* PROBLEM STATEMENT
Rewrite the lines of the material below as a JSON list of strings, one string per line, leaving out any blank lines.

(Entries for bounding box labeling)
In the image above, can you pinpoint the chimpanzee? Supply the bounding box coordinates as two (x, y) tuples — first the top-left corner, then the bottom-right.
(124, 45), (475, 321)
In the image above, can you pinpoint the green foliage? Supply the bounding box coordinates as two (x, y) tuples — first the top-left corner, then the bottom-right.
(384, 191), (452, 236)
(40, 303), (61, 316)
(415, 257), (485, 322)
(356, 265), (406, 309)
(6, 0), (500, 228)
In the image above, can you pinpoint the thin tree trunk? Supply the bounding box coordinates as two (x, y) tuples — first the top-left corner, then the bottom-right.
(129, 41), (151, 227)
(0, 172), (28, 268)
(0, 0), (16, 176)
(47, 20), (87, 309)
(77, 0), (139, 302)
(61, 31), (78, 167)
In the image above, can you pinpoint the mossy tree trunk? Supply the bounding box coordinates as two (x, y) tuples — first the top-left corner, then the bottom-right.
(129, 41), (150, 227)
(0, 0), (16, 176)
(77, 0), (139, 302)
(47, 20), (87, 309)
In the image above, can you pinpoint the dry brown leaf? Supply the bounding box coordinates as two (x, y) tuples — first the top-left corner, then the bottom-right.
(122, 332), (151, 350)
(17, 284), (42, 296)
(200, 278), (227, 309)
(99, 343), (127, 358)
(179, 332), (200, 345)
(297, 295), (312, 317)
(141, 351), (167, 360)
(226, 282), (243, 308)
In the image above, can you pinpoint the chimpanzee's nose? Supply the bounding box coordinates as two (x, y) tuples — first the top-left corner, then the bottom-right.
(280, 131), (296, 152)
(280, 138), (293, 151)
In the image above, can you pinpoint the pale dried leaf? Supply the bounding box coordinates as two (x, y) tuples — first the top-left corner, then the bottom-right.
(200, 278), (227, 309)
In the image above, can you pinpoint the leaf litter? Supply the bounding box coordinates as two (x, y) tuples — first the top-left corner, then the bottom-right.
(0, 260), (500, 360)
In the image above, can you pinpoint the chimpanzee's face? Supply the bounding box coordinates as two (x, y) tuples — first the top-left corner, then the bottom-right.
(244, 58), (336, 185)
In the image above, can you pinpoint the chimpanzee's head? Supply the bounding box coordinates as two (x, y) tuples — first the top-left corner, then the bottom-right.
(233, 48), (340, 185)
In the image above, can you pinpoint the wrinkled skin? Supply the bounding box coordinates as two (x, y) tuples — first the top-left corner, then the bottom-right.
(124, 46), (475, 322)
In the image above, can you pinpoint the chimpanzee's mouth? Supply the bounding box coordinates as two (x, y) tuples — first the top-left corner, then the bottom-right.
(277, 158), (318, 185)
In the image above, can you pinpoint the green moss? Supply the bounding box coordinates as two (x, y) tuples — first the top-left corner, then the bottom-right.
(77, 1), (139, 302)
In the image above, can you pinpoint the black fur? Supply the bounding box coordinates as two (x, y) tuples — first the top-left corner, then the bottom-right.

* WRITTEN REPLY
[
  "In the image above, can you pinpoint the chimpanzee? Supply the bounding box coordinates as two (x, y) tuples — first the top-left corner, then the bottom-right.",
  "(124, 45), (475, 321)",
  "In the image above, can you pinpoint the green foliage? Supply the bounding box coordinates as two (x, y) tuples — first the top-left corner, then the bottom-right.",
  "(384, 191), (452, 236)",
  "(40, 303), (61, 316)",
  "(415, 257), (485, 322)",
  "(356, 265), (406, 309)",
  "(6, 0), (500, 228)",
  "In the image above, can you pinpoint the thin tree trunk? Supply the bounding box coordinates as two (x, y) tuples — first the top-left corner, then the bottom-right.",
  "(129, 41), (151, 227)",
  "(0, 172), (28, 268)",
  "(0, 0), (16, 176)",
  "(47, 20), (87, 309)",
  "(77, 0), (139, 302)",
  "(61, 31), (78, 167)",
  "In the image above, can you pinpoint the mossy tree trunk? Supply the bounding box coordinates as two (x, y) tuples — first the top-left corner, then the bottom-right.",
  "(129, 41), (150, 227)",
  "(0, 0), (16, 176)",
  "(77, 0), (139, 302)",
  "(47, 20), (87, 309)",
  "In the image above, can you pinpoint the dry brown leaf? Supply the bounding box coordinates as two (x, y) tuples — first the top-left corner, then the bottom-right.",
  "(122, 332), (151, 350)",
  "(17, 284), (42, 296)",
  "(200, 278), (227, 309)",
  "(99, 343), (127, 358)",
  "(179, 332), (200, 345)",
  "(297, 295), (312, 317)",
  "(141, 351), (167, 360)",
  "(226, 282), (243, 308)",
  "In the image above, can you pinpoint the chimpanzee's nose? Supply the bounding box coordinates as two (x, y) tuples — first the top-left corner, then the bottom-right.",
  "(280, 131), (296, 152)",
  "(280, 138), (293, 151)",
  "In the image above, can you pinpoint the pale dried leaf? Supply the bounding box coordinates as two (x, y) tuples — first the top-left corner, then the bottom-right.",
  "(200, 278), (227, 309)",
  "In the image above, can you pinpoint the leaf litter? Supply the bounding box coordinates as two (x, y) tuples — first the top-left corner, then the bottom-right.",
  "(0, 260), (500, 360)",
  "In the image above, can you pinpoint the chimpanzee's face? Supply the bounding box coordinates as two (x, y) tuples — first the top-left corner, then the bottom-right.",
  "(244, 58), (336, 185)",
  "In the image above, can you pinpoint the chimpanzee's head? Supply the bounding box coordinates as two (x, y) tuples — first the top-left corner, then the bottom-right.",
  "(233, 48), (340, 185)",
  "In the image above, can you pinpoint the wrinkled skin? Supply the bounding box coordinates as two (x, y) tuples — first the top-left corner, then the bottom-right.",
  "(124, 46), (475, 322)",
  "In the image above, can you pinpoint the chimpanzee's mouth? Supply the bounding box coordinates as two (x, y) tuples — first the top-left corner, then the bottom-right.",
  "(277, 158), (318, 185)",
  "In the image above, can you pinpoint the green moss? Supply the bounding box coordinates as two (x, y) tuples — first the top-left corner, then the bottom-right.",
  "(77, 1), (139, 302)",
  "In the image above, can you pinpoint the black fur? Supply the bounding box coordinates as two (x, y) tuples — first the top-left corner, then the bottom-right."
]